▸ **Given instruction**
Using the abstract on uncertainty visualization below, explain in one to three sentences why data uncertainty is especially likely to arise.

▸ **Document segment**
Christoph Kinkeldey, Hafen City University, Hamburg

Data uncertainty is ubiquitous in most application fields, especially when we use data from heterogeneous sources that can be error-prone, incomplete, ambiguous etc. Instead of ignoring uncertainty when analyzing data, visualization can help communicate data uncertainty to the user. For this purpose, a wide range of visualization techniques have been developed in the fields of information visualization, geovisualization, and scientific visualization. Christoph Kinkeldey provides an overview on state-of-the-art uncertainty visualization techniques and discusses lessons learned from past research as well as current challenges in the field.

▸ **Extracted entries**
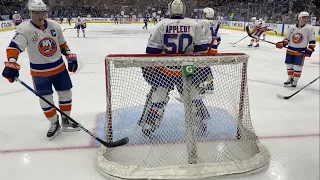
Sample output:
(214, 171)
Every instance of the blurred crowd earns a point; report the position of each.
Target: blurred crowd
(277, 11)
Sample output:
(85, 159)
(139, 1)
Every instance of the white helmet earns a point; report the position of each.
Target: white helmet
(37, 5)
(208, 12)
(176, 7)
(302, 14)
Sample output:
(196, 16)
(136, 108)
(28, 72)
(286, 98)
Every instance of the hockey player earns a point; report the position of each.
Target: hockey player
(145, 20)
(301, 42)
(16, 18)
(177, 35)
(210, 30)
(264, 26)
(258, 30)
(80, 24)
(155, 20)
(45, 44)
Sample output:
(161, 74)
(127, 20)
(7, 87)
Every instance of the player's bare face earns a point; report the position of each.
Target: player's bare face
(38, 17)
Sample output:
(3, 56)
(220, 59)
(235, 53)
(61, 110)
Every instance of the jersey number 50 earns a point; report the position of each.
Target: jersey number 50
(177, 43)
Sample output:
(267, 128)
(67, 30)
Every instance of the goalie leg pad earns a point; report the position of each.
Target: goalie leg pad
(153, 111)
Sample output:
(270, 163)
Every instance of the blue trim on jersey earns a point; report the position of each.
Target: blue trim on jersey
(297, 49)
(151, 50)
(202, 47)
(14, 45)
(46, 66)
(312, 42)
(65, 102)
(38, 27)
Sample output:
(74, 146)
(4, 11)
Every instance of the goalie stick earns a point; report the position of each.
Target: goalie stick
(106, 144)
(239, 40)
(288, 97)
(66, 29)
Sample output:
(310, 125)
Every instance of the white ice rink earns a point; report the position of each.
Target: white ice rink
(288, 128)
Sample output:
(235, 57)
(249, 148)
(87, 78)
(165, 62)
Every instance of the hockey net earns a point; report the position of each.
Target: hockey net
(187, 117)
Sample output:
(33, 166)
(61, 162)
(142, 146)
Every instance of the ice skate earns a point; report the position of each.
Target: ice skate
(294, 83)
(288, 82)
(68, 126)
(55, 130)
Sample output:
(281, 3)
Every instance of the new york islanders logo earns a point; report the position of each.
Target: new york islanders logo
(297, 38)
(47, 47)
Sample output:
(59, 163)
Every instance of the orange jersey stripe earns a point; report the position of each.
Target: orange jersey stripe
(49, 73)
(170, 73)
(12, 53)
(295, 53)
(51, 113)
(65, 107)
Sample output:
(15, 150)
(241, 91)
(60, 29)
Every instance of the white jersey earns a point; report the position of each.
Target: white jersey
(299, 39)
(43, 47)
(177, 36)
(16, 18)
(209, 28)
(79, 22)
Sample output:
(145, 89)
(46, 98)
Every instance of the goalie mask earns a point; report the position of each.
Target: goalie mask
(303, 16)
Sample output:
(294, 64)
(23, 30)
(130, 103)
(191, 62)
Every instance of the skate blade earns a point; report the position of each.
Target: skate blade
(55, 135)
(66, 129)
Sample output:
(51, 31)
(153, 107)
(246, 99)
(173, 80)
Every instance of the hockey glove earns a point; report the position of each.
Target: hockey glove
(309, 51)
(72, 62)
(11, 71)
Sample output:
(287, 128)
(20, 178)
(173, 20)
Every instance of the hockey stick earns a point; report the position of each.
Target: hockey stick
(66, 29)
(249, 34)
(106, 144)
(288, 97)
(239, 40)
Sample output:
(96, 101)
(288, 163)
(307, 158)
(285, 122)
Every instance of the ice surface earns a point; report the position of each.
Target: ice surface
(288, 128)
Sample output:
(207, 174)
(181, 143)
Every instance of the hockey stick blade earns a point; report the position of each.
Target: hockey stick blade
(107, 144)
(249, 34)
(283, 97)
(120, 142)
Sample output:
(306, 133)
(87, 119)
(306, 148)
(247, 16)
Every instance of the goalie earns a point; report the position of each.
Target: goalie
(177, 35)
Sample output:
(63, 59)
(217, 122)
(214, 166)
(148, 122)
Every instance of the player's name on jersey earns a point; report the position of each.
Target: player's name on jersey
(178, 29)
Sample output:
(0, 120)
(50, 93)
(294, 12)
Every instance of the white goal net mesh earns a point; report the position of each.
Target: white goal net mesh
(186, 116)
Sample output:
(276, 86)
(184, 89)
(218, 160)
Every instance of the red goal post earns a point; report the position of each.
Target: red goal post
(178, 149)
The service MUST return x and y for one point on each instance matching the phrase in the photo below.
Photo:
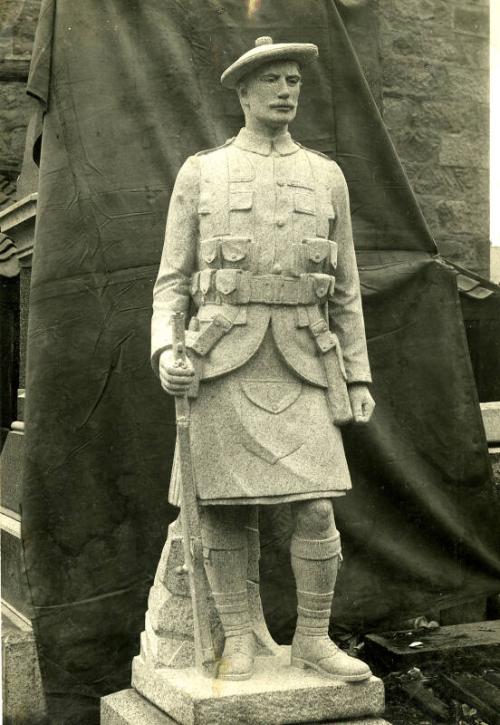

▸ **Reply**
Data uncertainty is especially likely when data comes from heterogeneous sources, because such sources can be error-prone, incomplete, or ambiguous.